→ **Exercise materials**:
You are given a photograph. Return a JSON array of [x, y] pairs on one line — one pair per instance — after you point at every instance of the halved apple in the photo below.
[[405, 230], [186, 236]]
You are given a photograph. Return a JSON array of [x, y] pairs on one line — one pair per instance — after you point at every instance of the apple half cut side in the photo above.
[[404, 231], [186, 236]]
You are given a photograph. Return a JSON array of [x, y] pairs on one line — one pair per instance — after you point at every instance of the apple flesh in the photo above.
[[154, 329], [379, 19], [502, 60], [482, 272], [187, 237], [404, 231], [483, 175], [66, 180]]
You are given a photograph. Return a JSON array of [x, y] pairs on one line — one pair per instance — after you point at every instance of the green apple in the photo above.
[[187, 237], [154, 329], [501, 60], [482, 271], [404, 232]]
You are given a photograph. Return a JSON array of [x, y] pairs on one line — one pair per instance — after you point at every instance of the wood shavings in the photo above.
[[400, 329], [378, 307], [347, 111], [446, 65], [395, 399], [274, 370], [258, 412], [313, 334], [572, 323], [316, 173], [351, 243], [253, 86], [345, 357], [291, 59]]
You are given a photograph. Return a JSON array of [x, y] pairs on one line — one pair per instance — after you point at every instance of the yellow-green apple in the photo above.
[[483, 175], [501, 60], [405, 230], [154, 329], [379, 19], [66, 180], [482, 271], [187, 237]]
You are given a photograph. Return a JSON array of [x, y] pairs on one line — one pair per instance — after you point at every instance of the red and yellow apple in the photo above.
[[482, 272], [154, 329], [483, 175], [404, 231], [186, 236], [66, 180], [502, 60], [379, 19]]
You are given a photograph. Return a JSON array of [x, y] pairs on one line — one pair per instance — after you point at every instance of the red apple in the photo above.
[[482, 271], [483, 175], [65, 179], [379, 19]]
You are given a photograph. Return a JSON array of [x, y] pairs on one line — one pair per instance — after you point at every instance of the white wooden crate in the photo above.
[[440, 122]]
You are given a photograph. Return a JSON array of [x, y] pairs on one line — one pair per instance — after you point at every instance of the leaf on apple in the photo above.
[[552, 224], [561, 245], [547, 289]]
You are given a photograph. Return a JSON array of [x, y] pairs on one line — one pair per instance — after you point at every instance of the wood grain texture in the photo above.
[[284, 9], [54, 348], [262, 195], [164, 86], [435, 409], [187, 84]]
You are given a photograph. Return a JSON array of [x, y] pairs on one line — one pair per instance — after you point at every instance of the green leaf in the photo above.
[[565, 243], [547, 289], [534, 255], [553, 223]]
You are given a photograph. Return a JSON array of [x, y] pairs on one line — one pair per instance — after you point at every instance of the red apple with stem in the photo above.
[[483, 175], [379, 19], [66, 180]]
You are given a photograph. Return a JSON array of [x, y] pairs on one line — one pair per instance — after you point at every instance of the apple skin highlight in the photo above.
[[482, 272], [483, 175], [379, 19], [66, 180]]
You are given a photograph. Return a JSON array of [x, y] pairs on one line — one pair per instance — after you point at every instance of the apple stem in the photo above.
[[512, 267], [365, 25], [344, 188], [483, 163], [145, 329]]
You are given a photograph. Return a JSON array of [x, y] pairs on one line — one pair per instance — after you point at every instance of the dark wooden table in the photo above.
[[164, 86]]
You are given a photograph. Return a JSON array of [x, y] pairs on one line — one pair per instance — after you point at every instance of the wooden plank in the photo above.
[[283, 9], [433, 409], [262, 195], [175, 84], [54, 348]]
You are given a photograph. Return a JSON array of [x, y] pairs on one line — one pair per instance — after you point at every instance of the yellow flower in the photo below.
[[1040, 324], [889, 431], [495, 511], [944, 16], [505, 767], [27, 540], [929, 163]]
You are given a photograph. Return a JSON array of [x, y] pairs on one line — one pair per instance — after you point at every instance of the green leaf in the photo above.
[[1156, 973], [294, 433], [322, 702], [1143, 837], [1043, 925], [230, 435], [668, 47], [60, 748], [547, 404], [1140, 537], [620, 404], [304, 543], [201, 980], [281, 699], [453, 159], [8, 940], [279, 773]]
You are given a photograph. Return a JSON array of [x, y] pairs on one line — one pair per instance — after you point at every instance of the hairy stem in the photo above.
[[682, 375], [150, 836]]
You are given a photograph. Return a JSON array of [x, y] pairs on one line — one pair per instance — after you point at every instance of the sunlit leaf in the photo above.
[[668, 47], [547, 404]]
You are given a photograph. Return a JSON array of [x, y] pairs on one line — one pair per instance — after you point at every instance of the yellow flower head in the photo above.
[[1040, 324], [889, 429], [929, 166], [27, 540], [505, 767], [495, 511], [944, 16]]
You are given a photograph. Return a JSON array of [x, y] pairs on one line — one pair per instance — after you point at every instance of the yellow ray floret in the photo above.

→ **Task requirements**: Render every line of the rows above as a Markdown table with two columns, "Index" for the line number and "Line" for the line itself, and leave out any blank lines.

→ **Exercise output**:
| Index | Line |
|---|---|
| 1 | You are given a photograph. Return a JSON array of [x, y] pairs on one line — one pair per instance — after you point at every instance of the halved apple in the photo below. |
| 2 | [[405, 230], [186, 236]] |
| 3 | You are given a photograph. Return a JSON array of [x, y] pairs on one line — one pair per instance — after you point at every instance of the apple half cut side in the photo above. |
| 4 | [[404, 231], [186, 236]] |
| 5 | You are given a photograph. Return a JSON array of [x, y] pairs on one line — one pair per instance — after you point at every instance of the apple flesh in the photo above. |
| 6 | [[154, 329], [379, 19], [502, 60], [482, 272], [187, 237], [404, 231], [483, 175], [66, 180]] |
| 7 | You are given a photograph. Return a JSON array of [x, y] pairs on one line — one pair per instance — after you point at every instance of the green apple in the photo above. |
| 8 | [[187, 237], [154, 329], [501, 60], [482, 271], [404, 232]] |
| 9 | You are given a photograph. Return a JSON array of [x, y] pairs on one line — one pair per instance — after you point at every instance of the wood shavings in the photo above. |
| 10 | [[400, 329], [378, 307], [347, 111], [446, 65], [395, 399], [274, 370], [258, 412], [313, 334], [572, 323], [316, 173], [351, 243], [253, 86], [345, 357], [291, 59]] |
| 11 | You are given a photograph. Return a JSON array of [x, y] pairs on one line — one pair per instance — after you point at every instance of the yellow-green apple in the photo above. |
| 12 | [[483, 175], [501, 60], [405, 230], [154, 329], [379, 19], [66, 180], [482, 271], [187, 237]] |
| 13 | You are given a photograph. Return a JSON array of [x, y] pairs on one line — one pair per instance — after you point at every instance of the red and yellow apple in the photo above. |
| 14 | [[482, 272], [154, 329], [483, 175], [404, 231], [186, 236], [66, 180], [502, 60], [379, 19]] |
| 15 | You are given a photograph. Return a JSON array of [x, y] pairs on one line — one pair per instance — after you point at every instance of the red apple in the photo above. |
| 16 | [[482, 271], [483, 175], [65, 179], [379, 19]] |
| 17 | You are given a photograph. Return a JSON array of [x, y] pairs on one line — one pair per instance — after you point at every instance of the white wooden crate in the photo above. |
| 18 | [[440, 122]] |
| 19 | You are given a photograph. Return a JSON array of [x, y] pairs on one line — one pair per instance — after you point at every instance of the leaf on apple in the photo above. |
| 20 | [[552, 224], [561, 245], [547, 289]] |
| 21 | You are given a photograph. Return a JSON array of [x, y] pairs on one line — one pair per instance — after you point at every instance of the wood grain texture in the photo above. |
| 22 | [[284, 9], [54, 348], [262, 195], [164, 86], [435, 409], [187, 84]] |
| 23 | You are given a photograph. Return a JSON array of [x, y] pairs on one line — one pair per instance — after you point at every instance of the green leaf in the photo above. |
| 24 | [[565, 243], [547, 289], [534, 255], [553, 223]] |
| 25 | You are given a photograph. Return a JSON array of [x, y] pairs on one line — one pair per instance — after you point at every instance of the red apple with stem in the photo above. |
| 26 | [[483, 175], [379, 19], [66, 180]] |
| 27 | You are given a photograph. Return a JSON array of [x, y] pairs on one line — one pair per instance — after you point at every instance of the apple skin highlight in the photo above. |
| 28 | [[482, 272], [483, 175], [379, 19], [66, 180]] |
| 29 | You are given a photograph. Return a JSON array of [x, y] pairs on one line — one pair per instance — after you point at every instance of the apple stem in the photo above. |
| 30 | [[512, 267], [365, 25], [344, 188], [483, 163], [145, 329]] |
| 31 | You are given a photograph. Return a JSON array of [x, y] pairs on one line — one pair per instance — after you point at every instance of the dark wooden table in the photo above. |
| 32 | [[164, 86]] |
| 33 | You are given a photograph. Return a JSON array of [x, y] pairs on one line — one pair per instance — after you point at every instance of the wooden plank in the photo above. |
| 34 | [[283, 9], [433, 409], [262, 195], [175, 84], [54, 348]] |
| 35 | You are given a photograph. Return a JSON array of [x, y] pairs on one line — one pair per instance — after you point at every instance of the yellow flower in the photo below. |
| 36 | [[1040, 324], [889, 431], [495, 511], [944, 16], [505, 767], [27, 540], [929, 163]] |
| 37 | You are given a photograph. Return a JSON array of [x, y] pairs on one line — one pair per instance — after you point at every instance of the green leaf in the photo above. |
| 38 | [[1156, 973], [294, 433], [322, 702], [1143, 837], [1043, 925], [230, 435], [668, 47], [60, 748], [547, 404], [1140, 537], [620, 404], [304, 543], [201, 980], [281, 699], [453, 159], [8, 940], [279, 773]] |
| 39 | You are given a photograph. Return a JSON array of [x, y] pairs on one line — one pair per instance — after you point at every instance of the hairy stem in the photo above. |
| 40 | [[682, 375], [150, 836]] |
| 41 | You are given a photograph. Return a JSON array of [x, y] pairs on one line — one pair per instance — after you point at every instance of the sunlit leaf in the photo above. |
| 42 | [[668, 47], [547, 404]] |
| 43 | You are given a photograph. Return a JSON array of [x, y] pairs on one line — one pair per instance — after you point at every instance of the yellow flower head in the photo above. |
| 44 | [[1040, 324], [889, 429], [929, 166], [27, 540], [505, 767], [495, 511], [944, 16]] |
| 45 | You are given a photograph. Return a JSON array of [x, y] pairs on one line — one pair per instance — after you point at every instance of the yellow ray floret in the photo above. |